# ASSIGNED TASK
For the listing below, print exactly the lines from the line with "Target: man's hand" to the line with "Q: For each instance of the black dress", both included, and nothing beyond them.

--- RECORDS TO PROCESS Enclosed Below ---

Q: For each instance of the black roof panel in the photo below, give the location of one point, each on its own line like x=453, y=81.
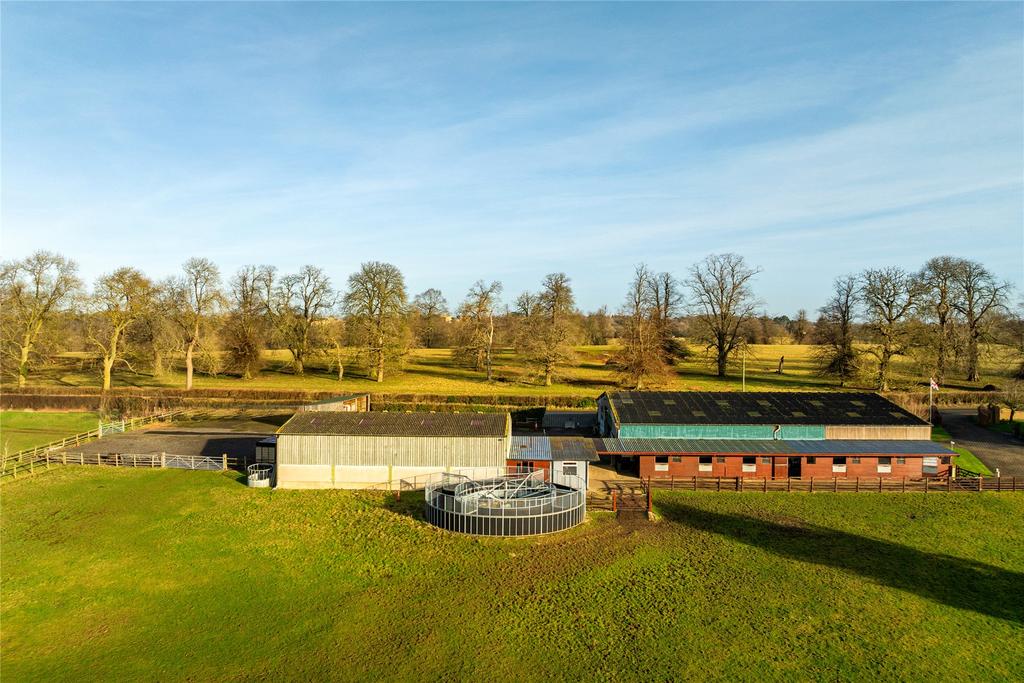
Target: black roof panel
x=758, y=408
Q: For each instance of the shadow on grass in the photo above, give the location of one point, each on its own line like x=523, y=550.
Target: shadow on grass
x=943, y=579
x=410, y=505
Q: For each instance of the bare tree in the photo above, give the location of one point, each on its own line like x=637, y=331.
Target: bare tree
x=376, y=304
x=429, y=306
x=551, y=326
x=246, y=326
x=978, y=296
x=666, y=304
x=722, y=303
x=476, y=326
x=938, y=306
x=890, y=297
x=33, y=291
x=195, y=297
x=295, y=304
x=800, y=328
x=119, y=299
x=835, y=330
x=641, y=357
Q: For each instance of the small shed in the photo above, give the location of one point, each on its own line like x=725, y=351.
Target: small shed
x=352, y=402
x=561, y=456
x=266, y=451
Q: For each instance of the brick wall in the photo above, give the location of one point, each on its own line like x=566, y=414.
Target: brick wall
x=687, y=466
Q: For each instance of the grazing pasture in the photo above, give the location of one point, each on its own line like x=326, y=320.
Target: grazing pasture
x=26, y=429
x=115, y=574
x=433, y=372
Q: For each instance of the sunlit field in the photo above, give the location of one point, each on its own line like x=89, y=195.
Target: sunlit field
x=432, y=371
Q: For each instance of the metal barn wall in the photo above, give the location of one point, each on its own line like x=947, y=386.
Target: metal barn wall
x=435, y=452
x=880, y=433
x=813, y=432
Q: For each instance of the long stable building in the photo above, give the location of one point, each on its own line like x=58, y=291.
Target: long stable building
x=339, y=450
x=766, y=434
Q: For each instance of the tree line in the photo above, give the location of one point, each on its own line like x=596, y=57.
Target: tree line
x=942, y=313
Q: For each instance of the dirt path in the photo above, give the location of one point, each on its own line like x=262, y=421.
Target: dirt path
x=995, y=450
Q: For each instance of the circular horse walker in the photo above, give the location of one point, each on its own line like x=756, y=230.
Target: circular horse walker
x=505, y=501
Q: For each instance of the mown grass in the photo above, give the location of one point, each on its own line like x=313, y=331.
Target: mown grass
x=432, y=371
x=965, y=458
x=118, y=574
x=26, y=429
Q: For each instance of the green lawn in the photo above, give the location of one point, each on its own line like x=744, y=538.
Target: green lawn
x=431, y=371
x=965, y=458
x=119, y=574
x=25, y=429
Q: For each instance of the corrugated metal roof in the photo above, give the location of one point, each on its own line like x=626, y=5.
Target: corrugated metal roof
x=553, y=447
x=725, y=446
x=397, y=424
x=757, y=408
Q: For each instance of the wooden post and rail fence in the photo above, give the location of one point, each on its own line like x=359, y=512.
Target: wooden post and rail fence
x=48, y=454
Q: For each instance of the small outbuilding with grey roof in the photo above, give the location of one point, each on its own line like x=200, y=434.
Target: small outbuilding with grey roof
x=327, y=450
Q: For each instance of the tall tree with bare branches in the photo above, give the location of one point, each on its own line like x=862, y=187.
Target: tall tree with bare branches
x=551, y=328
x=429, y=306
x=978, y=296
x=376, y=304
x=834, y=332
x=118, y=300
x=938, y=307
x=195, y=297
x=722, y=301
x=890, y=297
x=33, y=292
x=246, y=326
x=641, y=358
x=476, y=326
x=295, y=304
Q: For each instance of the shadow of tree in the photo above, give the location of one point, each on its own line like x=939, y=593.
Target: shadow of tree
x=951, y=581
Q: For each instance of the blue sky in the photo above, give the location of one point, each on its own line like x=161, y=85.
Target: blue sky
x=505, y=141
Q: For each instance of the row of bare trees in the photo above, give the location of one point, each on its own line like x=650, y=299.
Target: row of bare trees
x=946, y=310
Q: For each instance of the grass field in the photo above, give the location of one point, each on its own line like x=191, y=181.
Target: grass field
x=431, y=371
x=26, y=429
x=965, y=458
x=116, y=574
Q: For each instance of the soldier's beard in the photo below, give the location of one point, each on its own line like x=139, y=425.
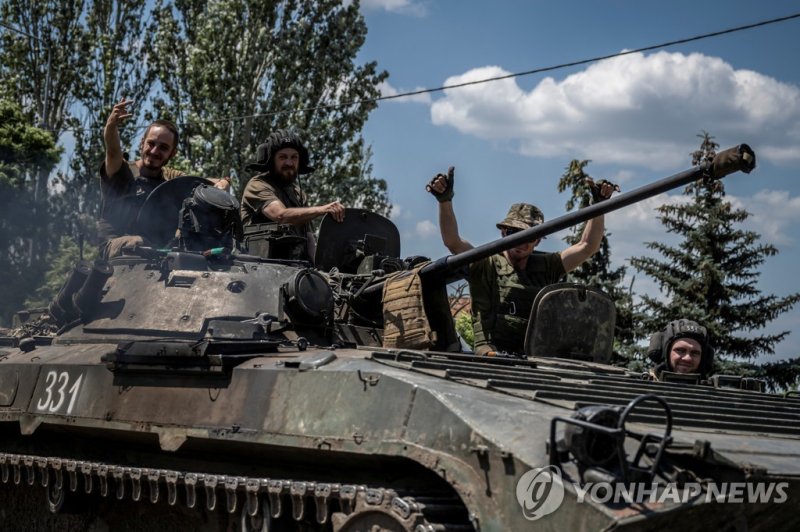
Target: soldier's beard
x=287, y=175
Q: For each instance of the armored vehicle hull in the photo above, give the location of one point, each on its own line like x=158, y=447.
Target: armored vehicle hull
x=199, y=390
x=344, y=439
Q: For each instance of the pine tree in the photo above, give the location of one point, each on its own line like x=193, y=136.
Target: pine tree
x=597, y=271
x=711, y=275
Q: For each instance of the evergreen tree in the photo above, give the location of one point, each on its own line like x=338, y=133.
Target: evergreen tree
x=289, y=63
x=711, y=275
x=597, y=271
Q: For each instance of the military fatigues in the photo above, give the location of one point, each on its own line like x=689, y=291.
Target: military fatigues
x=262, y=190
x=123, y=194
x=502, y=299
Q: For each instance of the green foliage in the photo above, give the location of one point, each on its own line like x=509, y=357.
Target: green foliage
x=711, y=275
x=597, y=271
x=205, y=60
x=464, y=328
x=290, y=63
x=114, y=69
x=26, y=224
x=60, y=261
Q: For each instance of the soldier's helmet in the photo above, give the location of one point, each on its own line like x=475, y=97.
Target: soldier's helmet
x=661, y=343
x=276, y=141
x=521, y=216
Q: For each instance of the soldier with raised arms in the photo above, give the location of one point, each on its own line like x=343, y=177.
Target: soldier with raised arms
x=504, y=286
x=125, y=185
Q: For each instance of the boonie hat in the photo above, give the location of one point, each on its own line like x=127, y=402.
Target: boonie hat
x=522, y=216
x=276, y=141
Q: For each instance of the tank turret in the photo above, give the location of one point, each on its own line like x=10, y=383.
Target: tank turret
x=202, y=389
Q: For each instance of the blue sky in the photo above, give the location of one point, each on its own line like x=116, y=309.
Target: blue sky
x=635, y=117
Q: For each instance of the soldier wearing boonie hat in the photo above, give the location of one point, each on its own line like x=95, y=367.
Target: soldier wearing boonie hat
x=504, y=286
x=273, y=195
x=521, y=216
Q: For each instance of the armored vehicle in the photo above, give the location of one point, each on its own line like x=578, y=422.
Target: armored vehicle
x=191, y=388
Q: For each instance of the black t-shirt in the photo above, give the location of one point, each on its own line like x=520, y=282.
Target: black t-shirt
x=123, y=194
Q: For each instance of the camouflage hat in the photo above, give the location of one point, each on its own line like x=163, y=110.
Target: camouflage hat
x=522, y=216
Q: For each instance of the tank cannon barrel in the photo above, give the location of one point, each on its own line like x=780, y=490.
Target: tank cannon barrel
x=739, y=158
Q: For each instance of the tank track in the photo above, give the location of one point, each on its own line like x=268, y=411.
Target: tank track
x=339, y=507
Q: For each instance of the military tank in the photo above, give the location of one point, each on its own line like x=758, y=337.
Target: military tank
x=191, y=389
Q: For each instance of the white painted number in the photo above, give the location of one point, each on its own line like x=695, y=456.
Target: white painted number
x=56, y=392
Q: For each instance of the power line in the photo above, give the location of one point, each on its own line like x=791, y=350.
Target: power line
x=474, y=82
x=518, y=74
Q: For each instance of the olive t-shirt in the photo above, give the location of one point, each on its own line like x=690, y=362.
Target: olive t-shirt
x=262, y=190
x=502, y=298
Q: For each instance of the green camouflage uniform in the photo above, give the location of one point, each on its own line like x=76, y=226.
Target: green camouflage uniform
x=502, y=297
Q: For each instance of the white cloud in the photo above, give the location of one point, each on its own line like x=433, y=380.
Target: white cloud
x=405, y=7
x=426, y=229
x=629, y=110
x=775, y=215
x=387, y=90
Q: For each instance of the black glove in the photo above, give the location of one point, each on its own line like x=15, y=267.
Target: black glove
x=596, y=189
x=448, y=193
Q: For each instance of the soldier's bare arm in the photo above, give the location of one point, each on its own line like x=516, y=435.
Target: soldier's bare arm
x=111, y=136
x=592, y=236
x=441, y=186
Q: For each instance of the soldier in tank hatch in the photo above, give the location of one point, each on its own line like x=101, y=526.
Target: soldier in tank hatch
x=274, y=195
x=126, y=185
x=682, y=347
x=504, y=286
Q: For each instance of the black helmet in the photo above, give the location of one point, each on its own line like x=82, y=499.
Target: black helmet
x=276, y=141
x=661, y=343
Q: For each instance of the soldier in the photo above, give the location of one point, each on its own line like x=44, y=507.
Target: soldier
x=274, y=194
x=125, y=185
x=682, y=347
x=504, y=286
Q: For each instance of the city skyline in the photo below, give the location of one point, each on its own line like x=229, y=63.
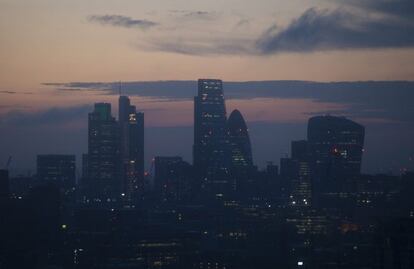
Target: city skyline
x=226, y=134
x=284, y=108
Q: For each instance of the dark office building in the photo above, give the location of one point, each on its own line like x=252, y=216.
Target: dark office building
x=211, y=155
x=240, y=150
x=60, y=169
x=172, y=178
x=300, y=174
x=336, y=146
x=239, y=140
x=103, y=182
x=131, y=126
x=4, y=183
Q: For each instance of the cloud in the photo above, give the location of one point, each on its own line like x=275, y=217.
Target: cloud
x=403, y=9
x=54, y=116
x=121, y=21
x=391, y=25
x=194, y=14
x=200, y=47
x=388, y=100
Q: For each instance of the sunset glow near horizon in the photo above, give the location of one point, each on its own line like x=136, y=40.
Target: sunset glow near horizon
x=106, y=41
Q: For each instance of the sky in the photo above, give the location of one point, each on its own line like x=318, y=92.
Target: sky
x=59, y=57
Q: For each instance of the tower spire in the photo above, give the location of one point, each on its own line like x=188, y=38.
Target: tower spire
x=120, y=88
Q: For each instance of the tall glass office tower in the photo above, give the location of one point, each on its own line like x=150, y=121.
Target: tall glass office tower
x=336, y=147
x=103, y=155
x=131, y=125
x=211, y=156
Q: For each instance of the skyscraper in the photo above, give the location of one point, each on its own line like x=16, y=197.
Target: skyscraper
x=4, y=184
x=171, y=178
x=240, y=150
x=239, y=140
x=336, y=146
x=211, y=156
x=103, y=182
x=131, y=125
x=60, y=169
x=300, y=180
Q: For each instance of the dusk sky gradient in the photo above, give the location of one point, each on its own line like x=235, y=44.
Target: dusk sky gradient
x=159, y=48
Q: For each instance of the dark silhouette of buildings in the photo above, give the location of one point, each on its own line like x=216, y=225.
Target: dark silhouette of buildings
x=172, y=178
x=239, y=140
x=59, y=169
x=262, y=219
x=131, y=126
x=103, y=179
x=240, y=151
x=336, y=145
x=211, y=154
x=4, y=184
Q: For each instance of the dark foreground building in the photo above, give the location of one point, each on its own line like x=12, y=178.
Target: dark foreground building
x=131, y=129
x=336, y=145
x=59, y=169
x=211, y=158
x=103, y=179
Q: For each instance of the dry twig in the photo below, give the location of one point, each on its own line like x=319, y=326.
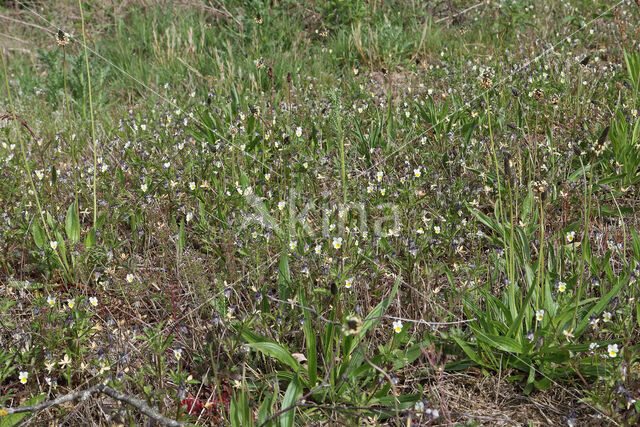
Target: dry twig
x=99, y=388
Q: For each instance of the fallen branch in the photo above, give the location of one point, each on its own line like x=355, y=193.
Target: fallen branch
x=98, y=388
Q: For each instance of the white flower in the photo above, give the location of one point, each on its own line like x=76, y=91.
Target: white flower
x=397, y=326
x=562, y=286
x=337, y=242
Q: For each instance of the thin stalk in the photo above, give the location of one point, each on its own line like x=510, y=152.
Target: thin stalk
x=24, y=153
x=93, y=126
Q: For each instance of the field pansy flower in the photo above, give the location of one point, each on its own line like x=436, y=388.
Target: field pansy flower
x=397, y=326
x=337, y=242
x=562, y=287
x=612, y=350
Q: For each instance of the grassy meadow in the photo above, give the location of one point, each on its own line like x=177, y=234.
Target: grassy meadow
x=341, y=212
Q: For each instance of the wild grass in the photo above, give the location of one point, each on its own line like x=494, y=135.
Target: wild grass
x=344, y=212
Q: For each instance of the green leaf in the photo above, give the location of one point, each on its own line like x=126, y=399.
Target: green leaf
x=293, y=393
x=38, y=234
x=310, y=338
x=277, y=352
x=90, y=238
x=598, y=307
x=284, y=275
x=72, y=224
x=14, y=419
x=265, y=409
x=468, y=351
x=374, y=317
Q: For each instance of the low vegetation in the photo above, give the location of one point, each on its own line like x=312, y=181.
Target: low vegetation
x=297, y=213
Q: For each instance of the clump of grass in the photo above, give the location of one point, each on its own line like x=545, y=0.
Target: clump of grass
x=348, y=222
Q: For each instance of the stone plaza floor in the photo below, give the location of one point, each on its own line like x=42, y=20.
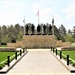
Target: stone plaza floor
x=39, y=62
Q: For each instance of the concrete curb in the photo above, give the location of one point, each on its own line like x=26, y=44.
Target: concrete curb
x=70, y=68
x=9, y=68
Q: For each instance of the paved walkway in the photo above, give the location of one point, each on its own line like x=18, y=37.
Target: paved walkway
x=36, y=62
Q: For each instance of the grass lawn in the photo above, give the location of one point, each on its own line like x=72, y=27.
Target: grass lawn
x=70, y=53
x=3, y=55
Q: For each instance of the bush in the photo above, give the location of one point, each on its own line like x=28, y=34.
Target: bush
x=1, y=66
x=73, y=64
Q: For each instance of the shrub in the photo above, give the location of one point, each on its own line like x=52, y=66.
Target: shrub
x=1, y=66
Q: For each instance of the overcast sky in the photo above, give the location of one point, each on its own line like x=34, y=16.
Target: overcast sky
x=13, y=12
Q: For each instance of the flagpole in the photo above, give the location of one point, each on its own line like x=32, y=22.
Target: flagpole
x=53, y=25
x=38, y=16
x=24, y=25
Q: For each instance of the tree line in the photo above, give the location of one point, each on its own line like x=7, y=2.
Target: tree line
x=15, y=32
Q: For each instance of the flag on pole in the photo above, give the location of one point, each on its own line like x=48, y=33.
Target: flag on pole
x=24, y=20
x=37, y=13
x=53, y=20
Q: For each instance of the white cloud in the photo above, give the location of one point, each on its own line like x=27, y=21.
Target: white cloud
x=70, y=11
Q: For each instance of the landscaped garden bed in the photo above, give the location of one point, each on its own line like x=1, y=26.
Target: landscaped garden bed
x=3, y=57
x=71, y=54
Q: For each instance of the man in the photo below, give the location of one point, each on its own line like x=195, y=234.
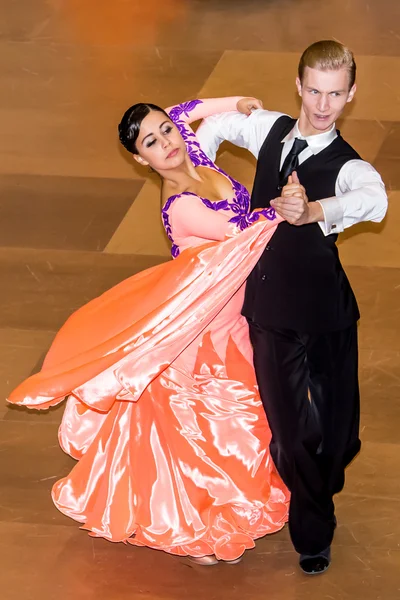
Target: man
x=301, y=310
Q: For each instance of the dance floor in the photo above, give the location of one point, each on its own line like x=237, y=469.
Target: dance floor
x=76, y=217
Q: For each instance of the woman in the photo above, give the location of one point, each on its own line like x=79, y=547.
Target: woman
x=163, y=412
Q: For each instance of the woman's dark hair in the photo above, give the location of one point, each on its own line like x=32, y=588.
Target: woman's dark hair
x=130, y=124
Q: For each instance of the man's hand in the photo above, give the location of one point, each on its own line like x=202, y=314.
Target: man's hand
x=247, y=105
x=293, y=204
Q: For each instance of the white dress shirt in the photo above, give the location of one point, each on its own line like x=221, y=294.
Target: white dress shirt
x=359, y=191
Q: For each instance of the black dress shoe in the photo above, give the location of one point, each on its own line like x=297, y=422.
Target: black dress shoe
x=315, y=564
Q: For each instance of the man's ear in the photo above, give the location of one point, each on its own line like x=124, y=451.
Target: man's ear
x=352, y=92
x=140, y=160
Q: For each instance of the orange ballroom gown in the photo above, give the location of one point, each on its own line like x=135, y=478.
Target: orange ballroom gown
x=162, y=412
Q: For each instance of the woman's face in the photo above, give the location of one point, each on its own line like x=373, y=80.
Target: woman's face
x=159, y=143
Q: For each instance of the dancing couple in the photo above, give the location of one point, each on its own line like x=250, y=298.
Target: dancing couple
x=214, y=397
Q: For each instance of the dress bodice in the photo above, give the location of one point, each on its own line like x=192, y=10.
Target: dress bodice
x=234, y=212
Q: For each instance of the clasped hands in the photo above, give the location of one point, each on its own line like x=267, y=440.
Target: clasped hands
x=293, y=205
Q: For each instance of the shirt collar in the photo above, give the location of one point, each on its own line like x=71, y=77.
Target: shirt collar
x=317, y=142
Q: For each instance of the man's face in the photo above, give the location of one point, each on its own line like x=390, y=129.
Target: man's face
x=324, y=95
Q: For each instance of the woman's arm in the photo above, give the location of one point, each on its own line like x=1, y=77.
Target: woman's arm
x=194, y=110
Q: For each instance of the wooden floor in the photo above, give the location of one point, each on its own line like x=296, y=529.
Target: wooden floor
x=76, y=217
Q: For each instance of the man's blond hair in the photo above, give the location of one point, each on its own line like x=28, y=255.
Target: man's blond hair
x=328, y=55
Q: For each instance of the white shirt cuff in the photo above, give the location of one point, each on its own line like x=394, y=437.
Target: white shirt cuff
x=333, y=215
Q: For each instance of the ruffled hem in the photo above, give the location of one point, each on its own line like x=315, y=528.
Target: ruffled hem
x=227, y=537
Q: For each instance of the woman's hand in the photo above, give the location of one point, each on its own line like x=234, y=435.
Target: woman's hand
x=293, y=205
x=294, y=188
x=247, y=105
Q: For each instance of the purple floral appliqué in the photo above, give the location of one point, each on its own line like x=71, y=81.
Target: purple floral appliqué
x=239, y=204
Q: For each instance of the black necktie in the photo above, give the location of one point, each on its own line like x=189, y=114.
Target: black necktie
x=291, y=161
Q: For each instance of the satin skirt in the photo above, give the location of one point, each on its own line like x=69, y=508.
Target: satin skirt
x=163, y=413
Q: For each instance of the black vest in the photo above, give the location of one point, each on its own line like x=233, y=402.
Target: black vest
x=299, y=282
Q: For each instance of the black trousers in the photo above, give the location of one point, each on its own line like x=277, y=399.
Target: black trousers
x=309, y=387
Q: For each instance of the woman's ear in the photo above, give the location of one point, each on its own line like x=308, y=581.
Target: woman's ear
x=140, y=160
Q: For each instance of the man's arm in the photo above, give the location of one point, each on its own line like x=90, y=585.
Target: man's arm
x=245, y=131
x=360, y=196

--- End of Enclosed RECORDS TO PROCESS ---

# COMPLETED TASK
Target: man's hand
x=247, y=105
x=293, y=204
Q: For each instance of the white dress shirt in the photo above, give the location of one point, each on its own line like x=221, y=294.
Target: white dress shirt
x=359, y=191
Q: For each instance of the black dress shoe in the photo above, give the location of one point, each on its own line like x=297, y=422.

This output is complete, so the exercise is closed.